##### Supplied passage #####

“He looked up, dazed, to find the TV staring back at him, the book he had had open abseiling down the sofa, and a glass of wine waiting patiently.”

My interests

  • Art, culture and cinema

    I’ve been told I dance like everyone’s watching: like prey, immobile, avoiding the predator’s gaze. But that doesn’t deter my shark-eyed partner from coaxing me into an overhead lift on the two-man stage that is our living room. I daresay I enjoy it, and though deleterious for my lower back, it’s a price worth paying.

    Art, culture and cinema are what attracted me to languages in the first place. They continue to inform my cultural understanding of the languages I translate from, plus they get me out the house. The odd lift helps to change my perspective.

  • Food and drink

    As the son of a home-cooking, clear-your-plate-or-else father, I was taught about the value of food from a young age (the drink came later). On leaving Yorkshire, I was surprised to learn that some dishes are complete without gravy. Bite by bite, sip by sip, I’m forever learning and forever hungry.

    My hometown of Maastricht and surrounds has more than I can chew in that respect, home to a formidable food scene of 85-and-counting restaurants in the Michelin guide. Whether vlaai, nonnevotten, cannelés de Bordeaux or guanciale, Mettwurst and salsiccia di cinghiale: if it’s edible, it’s probably passed my thinning, discerning lips.

  • Books and literature

    I eat books for breakfast and would unflinchingly do the same for lunch and dinner were it not for life’s pressing needs, like actually eating. Thumbing through a book is the fullest extent of physical activity I can muster on good days. On bad days, I’m nursed by my e-reader, backlight dimmed, nose-turning pages. On all the other days, I’ll still be reading.

##### Dataset extract #####

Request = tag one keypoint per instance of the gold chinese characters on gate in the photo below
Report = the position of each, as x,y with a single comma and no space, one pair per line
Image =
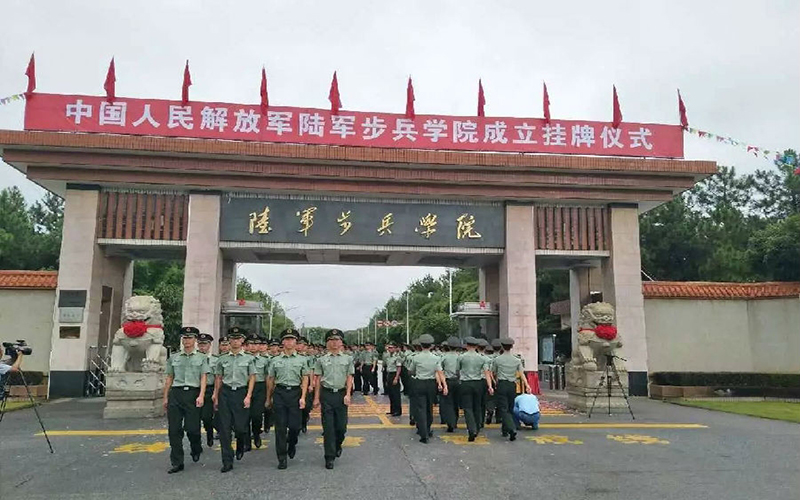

#####

● **Exercise objective**: Reproduce the passage from the personal-interests text word for word, starting at "As the son of" and ending at "thinning, discerning lips.".

● **Output for this task**:
As the son of a home-cooking, clear-your-plate-or-else father, I was taught about the value of food from a young age (the drink came later). On leaving Yorkshire, I was surprised to learn that some dishes are complete without gravy. Bite by bite, sip by sip, I’m forever learning and forever hungry.

    My hometown of Maastricht and surrounds has more than I can chew in that respect, home to a formidable food scene of 85-and-counting restaurants in the Michelin guide. Whether vlaai, nonnevotten, cannelés de Bordeaux or guanciale, Mettwurst and salsiccia di cinghiale: if it’s edible, it’s probably passed my thinning, discerning lips.